▶ **What the exercise asks**: Please return each entry exactly as it appears, but not the pictures.

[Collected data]

• • •

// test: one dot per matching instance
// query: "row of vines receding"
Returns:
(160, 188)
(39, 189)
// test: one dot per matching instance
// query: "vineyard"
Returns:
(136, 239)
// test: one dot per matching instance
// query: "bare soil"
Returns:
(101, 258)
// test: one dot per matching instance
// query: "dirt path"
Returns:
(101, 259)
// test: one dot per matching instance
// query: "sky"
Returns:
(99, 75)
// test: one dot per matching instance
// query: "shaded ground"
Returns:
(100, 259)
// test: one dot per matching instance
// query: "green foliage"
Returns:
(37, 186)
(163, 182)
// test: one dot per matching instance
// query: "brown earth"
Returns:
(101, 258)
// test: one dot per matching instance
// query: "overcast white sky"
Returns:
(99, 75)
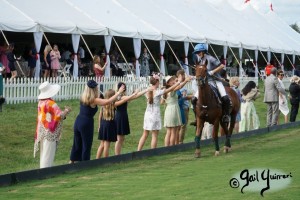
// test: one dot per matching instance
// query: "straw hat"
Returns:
(48, 90)
(295, 79)
(168, 78)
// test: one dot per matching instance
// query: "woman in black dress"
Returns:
(11, 61)
(84, 124)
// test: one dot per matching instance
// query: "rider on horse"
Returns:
(214, 66)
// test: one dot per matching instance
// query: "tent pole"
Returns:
(263, 56)
(234, 55)
(151, 55)
(277, 59)
(254, 64)
(122, 54)
(290, 61)
(214, 52)
(47, 40)
(14, 55)
(65, 76)
(87, 46)
(174, 54)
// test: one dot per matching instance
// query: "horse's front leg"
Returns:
(215, 137)
(199, 128)
(228, 132)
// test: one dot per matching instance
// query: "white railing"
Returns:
(25, 90)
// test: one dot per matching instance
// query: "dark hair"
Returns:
(248, 87)
(153, 81)
(92, 84)
(180, 72)
(120, 84)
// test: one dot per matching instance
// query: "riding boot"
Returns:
(2, 100)
(194, 103)
(226, 104)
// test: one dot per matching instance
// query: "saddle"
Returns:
(216, 92)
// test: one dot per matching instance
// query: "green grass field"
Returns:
(176, 176)
(18, 123)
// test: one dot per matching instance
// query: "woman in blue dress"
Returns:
(84, 124)
(121, 116)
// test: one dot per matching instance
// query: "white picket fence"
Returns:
(25, 90)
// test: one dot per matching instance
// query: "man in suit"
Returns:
(272, 89)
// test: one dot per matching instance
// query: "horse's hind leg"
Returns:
(199, 129)
(227, 135)
(215, 138)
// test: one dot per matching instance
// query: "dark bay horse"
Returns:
(209, 109)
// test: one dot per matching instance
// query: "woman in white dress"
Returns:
(283, 104)
(152, 117)
(249, 118)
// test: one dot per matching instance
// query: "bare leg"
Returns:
(173, 136)
(154, 139)
(14, 74)
(100, 150)
(286, 119)
(143, 140)
(119, 144)
(167, 137)
(236, 127)
(46, 73)
(106, 149)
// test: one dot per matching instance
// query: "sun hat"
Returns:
(200, 47)
(295, 79)
(168, 78)
(92, 84)
(48, 90)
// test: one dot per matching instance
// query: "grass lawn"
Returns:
(18, 123)
(177, 176)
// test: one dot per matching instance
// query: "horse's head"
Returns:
(201, 73)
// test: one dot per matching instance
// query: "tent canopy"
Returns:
(177, 20)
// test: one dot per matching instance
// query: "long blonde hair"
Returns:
(95, 59)
(233, 80)
(89, 95)
(109, 110)
(47, 48)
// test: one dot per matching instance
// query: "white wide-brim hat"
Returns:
(168, 78)
(294, 79)
(48, 90)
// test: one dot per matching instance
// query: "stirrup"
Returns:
(225, 119)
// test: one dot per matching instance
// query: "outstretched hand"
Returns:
(68, 109)
(121, 89)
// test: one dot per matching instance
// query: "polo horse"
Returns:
(209, 109)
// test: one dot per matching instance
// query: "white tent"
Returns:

• • •

▶ **Response to the task**:
// test: one dot per matching instance
// query: "row of vines receding"
Returns:
(160, 188)
(39, 189)
// test: one dot per matching instance
// query: "vineyard"
Returns:
(136, 239)
// test: one dot per matching instance
// query: "bare soil"
Returns:
(101, 258)
// test: one dot per matching instance
// query: "dirt path"
Returns:
(101, 259)
// test: one dot per matching instance
// query: "sky"
Returns:
(99, 75)
// test: one dot per matching instance
// query: "shaded ground"
Returns:
(100, 259)
// test: one dot per matching instance
// query: "green foliage"
Returns:
(37, 186)
(163, 182)
// test: one dot per matching instance
// query: "brown earth"
Returns:
(101, 258)
// test: one dot per matching instance
// query: "overcast white sky"
Returns:
(99, 75)
// test: one dot per matching instance
// query: "straw hat"
Returns:
(48, 90)
(295, 79)
(168, 78)
// test: one dot per matching instance
// query: "woman in black dress"
Returns:
(11, 61)
(84, 124)
// test: one dot per matching instance
// query: "rider on horse"
Returns:
(214, 66)
// test: one dot per matching instance
// query: "tent pole"
Returns:
(263, 56)
(234, 55)
(151, 55)
(277, 59)
(254, 64)
(122, 54)
(290, 61)
(214, 52)
(47, 40)
(14, 55)
(65, 76)
(87, 46)
(174, 54)
// test: one dot per matching instance
// query: "horse's front leg"
Returns:
(215, 137)
(199, 128)
(228, 132)
// test: one dot per matching instance
// query: "white railing"
Returns:
(25, 90)
// test: one dot per matching instance
// query: "dark hair"
Returns:
(248, 87)
(153, 81)
(92, 84)
(180, 72)
(120, 84)
// test: one dot per matching instance
// query: "riding boot"
Returns:
(2, 100)
(194, 103)
(226, 104)
// test: one dot per matching instance
// query: "saddle"
Returns:
(216, 92)
// test: one dot per matching instance
// query: "green grass field"
Returns:
(176, 176)
(18, 123)
// test: one dot per matching instance
// query: "woman in blue dress"
Returns:
(84, 124)
(121, 116)
// test: one dot per matching instance
// query: "white picket fence"
Returns:
(25, 90)
// test: one dot per matching instance
// query: "man in suit"
Returns:
(272, 89)
// test: one dot per matching instance
// query: "horse's hind leg"
Returns:
(199, 129)
(227, 135)
(215, 138)
// test: one dot per matching instance
// query: "dark bay horse"
Returns:
(209, 109)
// test: one dot per matching instance
// query: "woman in white dress"
Returns:
(283, 104)
(152, 117)
(249, 118)
// test: one dot per matching instance
// query: "bare leg"
Returns:
(173, 136)
(154, 139)
(14, 74)
(100, 150)
(286, 119)
(143, 140)
(119, 144)
(167, 137)
(236, 127)
(46, 73)
(106, 149)
// test: one dot per matching instance
// query: "sun hat"
Returns:
(200, 47)
(295, 79)
(168, 78)
(92, 84)
(48, 90)
// test: one dot per matching instance
// query: "grass lawn"
Returns:
(18, 123)
(177, 176)
// test: one dot per matching instance
// query: "horse's head"
Returns:
(201, 73)
// test: one dot per matching instance
// query: "tent canopy"
Returns:
(177, 20)
// test: one dot per matching instance
// query: "long blonde hair"
Returns:
(95, 59)
(233, 80)
(89, 95)
(109, 110)
(47, 48)
// test: one dot per matching instance
// query: "white wide-brim hat"
Returns:
(168, 78)
(294, 79)
(48, 90)
// test: one dot per matching instance
// query: "stirrup"
Returns:
(225, 119)
// test: one dot per matching instance
// query: "outstretched hand"
Returns:
(68, 109)
(121, 89)
// test: one dot per matching instance
// query: "polo horse"
Returns:
(209, 109)
// test: one dot per matching instance
// query: "white tent"
Returns:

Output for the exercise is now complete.